RECORDS FOR THIS TASK
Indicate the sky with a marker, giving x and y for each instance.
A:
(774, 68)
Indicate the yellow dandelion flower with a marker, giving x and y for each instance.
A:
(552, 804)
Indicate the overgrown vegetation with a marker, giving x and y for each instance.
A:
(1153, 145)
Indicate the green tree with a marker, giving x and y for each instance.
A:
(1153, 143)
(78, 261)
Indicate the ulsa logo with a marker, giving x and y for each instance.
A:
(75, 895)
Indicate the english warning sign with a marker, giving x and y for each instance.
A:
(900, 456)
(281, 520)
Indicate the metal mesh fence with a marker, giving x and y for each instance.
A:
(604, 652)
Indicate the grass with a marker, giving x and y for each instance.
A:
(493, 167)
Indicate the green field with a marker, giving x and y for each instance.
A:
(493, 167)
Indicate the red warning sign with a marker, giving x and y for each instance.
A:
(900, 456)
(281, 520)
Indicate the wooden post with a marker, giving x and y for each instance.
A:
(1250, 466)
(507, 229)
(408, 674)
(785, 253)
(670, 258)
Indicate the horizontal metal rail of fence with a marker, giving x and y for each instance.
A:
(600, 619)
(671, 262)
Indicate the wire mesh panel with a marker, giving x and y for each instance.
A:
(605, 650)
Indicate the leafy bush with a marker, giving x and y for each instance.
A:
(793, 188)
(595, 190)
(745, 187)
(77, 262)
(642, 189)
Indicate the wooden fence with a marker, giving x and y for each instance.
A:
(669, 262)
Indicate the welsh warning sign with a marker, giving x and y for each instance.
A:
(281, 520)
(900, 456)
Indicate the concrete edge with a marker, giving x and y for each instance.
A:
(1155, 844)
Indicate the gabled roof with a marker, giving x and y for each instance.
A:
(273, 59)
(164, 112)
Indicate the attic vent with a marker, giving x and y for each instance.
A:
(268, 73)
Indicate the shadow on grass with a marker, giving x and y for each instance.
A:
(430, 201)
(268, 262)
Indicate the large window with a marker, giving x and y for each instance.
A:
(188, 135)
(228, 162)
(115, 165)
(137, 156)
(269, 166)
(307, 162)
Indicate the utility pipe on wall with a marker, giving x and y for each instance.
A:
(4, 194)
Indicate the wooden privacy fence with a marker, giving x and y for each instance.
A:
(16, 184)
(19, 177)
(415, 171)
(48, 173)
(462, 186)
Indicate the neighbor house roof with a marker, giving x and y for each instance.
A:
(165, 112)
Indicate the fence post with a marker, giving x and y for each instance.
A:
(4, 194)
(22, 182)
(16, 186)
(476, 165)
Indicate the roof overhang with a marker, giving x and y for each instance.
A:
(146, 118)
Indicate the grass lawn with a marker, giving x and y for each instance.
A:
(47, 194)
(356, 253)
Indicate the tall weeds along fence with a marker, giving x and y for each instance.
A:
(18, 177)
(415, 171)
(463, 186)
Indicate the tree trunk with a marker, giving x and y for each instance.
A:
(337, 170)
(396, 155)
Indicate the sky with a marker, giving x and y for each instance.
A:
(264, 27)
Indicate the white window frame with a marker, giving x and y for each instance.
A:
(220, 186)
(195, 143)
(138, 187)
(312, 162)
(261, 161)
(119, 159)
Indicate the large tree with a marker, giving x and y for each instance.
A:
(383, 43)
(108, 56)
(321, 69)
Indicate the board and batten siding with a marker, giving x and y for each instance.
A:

EXERCISE BRIEF
Copy out the full set of records precisely, leaving nothing out.

OUTPUT OF THE TASK
Indicate the sky with a marker, giving x and y for each instance.
A:
(774, 68)
Indicate the yellow dandelion flower with a marker, giving x and y for each instance.
A:
(552, 804)
Indicate the overgrown vegetation with a marker, giving x and y for each instance.
A:
(1153, 145)
Indicate the green tree with a marker, giving x and y for each instance.
A:
(1153, 143)
(78, 261)
Indicate the ulsa logo with a marker, giving x and y for each instance.
A:
(75, 895)
Indicate the english warning sign with a marker, giving x and y for each instance.
A:
(900, 456)
(281, 520)
Indicate the metal mesh fence with a marker, giving x and y for each instance.
A:
(604, 652)
Indicate the grass with a marker, giving x and y for each instance.
A:
(493, 167)
Indicate the green field with a marker, giving x and y for each instance.
A:
(493, 167)
Indicate the red warning sign with a marker, giving x and y for each instance.
A:
(900, 456)
(281, 520)
Indicate the wooden post with a marker, giving x and y for each instance.
A:
(1250, 466)
(507, 229)
(408, 674)
(785, 253)
(670, 258)
Indicate the horizontal metal rail of fence with a marker, giving x and y for each instance.
A:
(600, 619)
(671, 262)
Indicate the wire mesh panel with a marker, giving x and y for each instance.
A:
(605, 650)
Indicate the leafy bush with a marker, giving x and y for each instance.
A:
(793, 188)
(595, 190)
(745, 187)
(77, 262)
(642, 189)
Indicate the wooden fence with a marker, giving x and y for each instance.
A:
(669, 262)
Indicate the welsh warning sign with a marker, giving x and y for each instance.
A:
(281, 520)
(900, 456)
Indicate the concrete edge with a marker, giving x and y for each instance.
A:
(1155, 844)
Indicate the gabled roof with a marker, giving x and y for each instance.
A:
(273, 59)
(164, 112)
Indicate the attic vent with a marker, giving x and y for each instance.
A:
(268, 73)
Indicate the shadow on grass with a marker, giving x and y for each instance.
A:
(430, 201)
(268, 262)
Indicate the large window with a marker, giving x and y for each instance.
A:
(188, 135)
(228, 162)
(115, 165)
(137, 156)
(269, 166)
(307, 162)
Indicate the utility pipe on wall with a marker, giving x and y for each instance.
A:
(4, 194)
Indicate the wooden privacy fence with a marker, giving x and y for each instance.
A:
(16, 184)
(19, 177)
(415, 171)
(48, 173)
(462, 186)
Indicate the neighbor house roof with a marker, giving x and y for each instance.
A:
(165, 112)
Indicate the fence post with a marker, giving x and y for each instance.
A:
(4, 194)
(22, 182)
(16, 186)
(476, 165)
Indicate the roof overhang with a marker, giving x and y for each instance.
A:
(146, 118)
Indicate the grass lawn with a marker, giving x and y for each instance.
A:
(47, 194)
(356, 253)
Indicate the tall weeds along fence with a marker, giving x and y for each instance.
A:
(18, 177)
(415, 171)
(463, 186)
Indicate the tree trunk with a marker, giving x and y for each instance.
A:
(337, 170)
(396, 155)
Indicate the sky with a marker, giving x and y for each instance.
A:
(264, 27)
Indicate the white window frame with a marker, giving x and y for each instance.
A:
(220, 186)
(195, 143)
(138, 187)
(312, 162)
(261, 161)
(119, 159)
Indicate the large tree with a marker, giving x and y for each instance.
A:
(383, 43)
(108, 56)
(321, 69)
Indicate the board and batten siding with a marker, giving x and y for each instance.
A:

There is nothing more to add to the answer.